======== Page
Wednesday, May 27, 2009 - The Progress & Freedom Foundation Blog

COPPA 2.0: The New Battle over Privacy, Age Verification, Online Safety & Free Speech

Adam Thierer & I have just released a detailed examination (PDF) of brewing efforts to expand the Children's Online Privacy Protection Act of 1998 to cover adolescents and potentially all social networking sites--an approach we call "COPPA 2.0."

As Adam explained on Larry Magid's CNET podcast, COPPA mandates certain online privacy protections for children under 13, most importantly that websites obtain the "verifiable consent" of a child's parent before collecting personal information about that child or giving that child access to interactive functionality that might allow the child to share their personal information with others. The law was intended primarily to "enhance parental involvement in a child's online activities" as a means of protecting the online privacy and safety of children.
================
======== Data shown
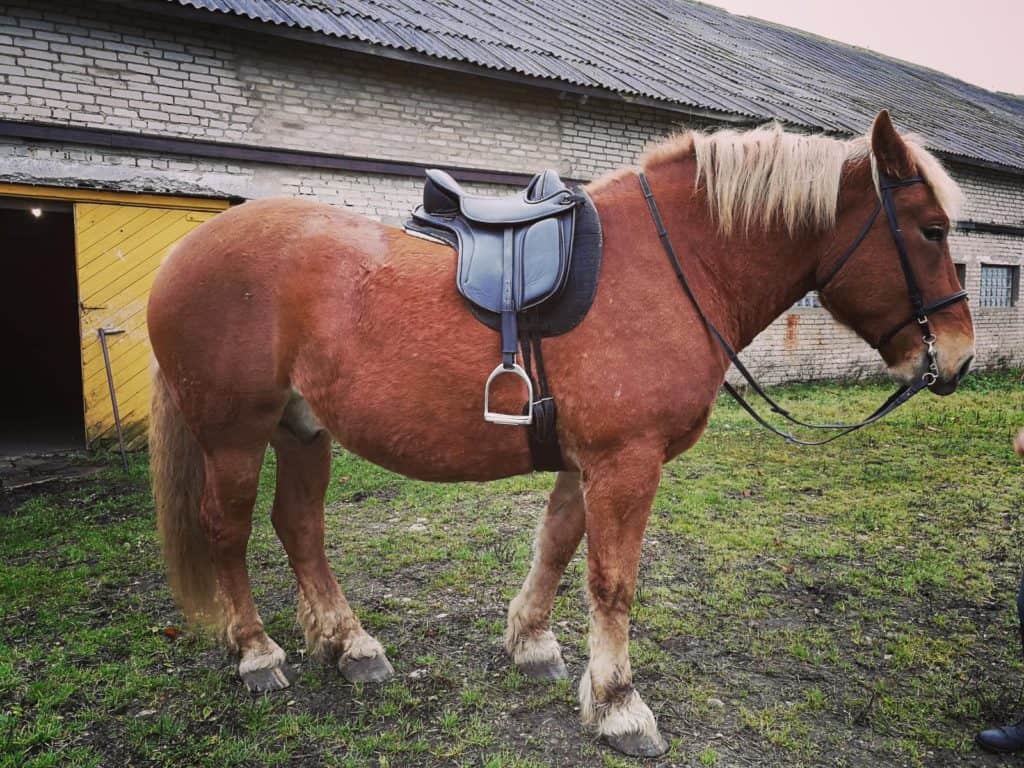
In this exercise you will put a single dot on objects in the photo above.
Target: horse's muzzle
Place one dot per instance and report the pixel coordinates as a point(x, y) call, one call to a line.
point(948, 386)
================
— Required work —
1/ Shorten the paragraph in the COPPA 2.0 post that begins "As Adam explained on Larry Magid's CNET podcast," keeping its main facts.
2/ Print out everything in the COPPA 2.0 post from "COPPA 2.0: The" down to "safety of children.", word for word.

— Answers to the tasks —
1/ As Adam explained on Larry Magid's CNET podcast, COPPA requires online privacy protections for children under 13. Most importantly, websites must get a parent's "verifiable consent" before collecting a child's personal information or letting the child use interactive features through which that information could be shared. The law mainly aimed to "enhance parental involvement in a child's online activities" to protect children's online privacy and safety.

2/
COPPA 2.0: The New Battle over Privacy, Age Verification, Online Safety & Free Speech

Adam Thierer & I have just released a detailed examination (PDF) of brewing efforts to expand the Children's Online Privacy Protection Act of 1998 to cover adolescents and potentially all social networking sites--an approach we call "COPPA 2.0."

As Adam explained on Larry Magid's CNET podcast, COPPA mandates certain online privacy protections for children under 13, most importantly that websites obtain the "verifiable consent" of a child's parent before collecting personal information about that child or giving that child access to interactive functionality that might allow the child to share their personal information with others. The law was intended primarily to "enhance parental involvement in a child's online activities" as a means of protecting the online privacy and safety of children.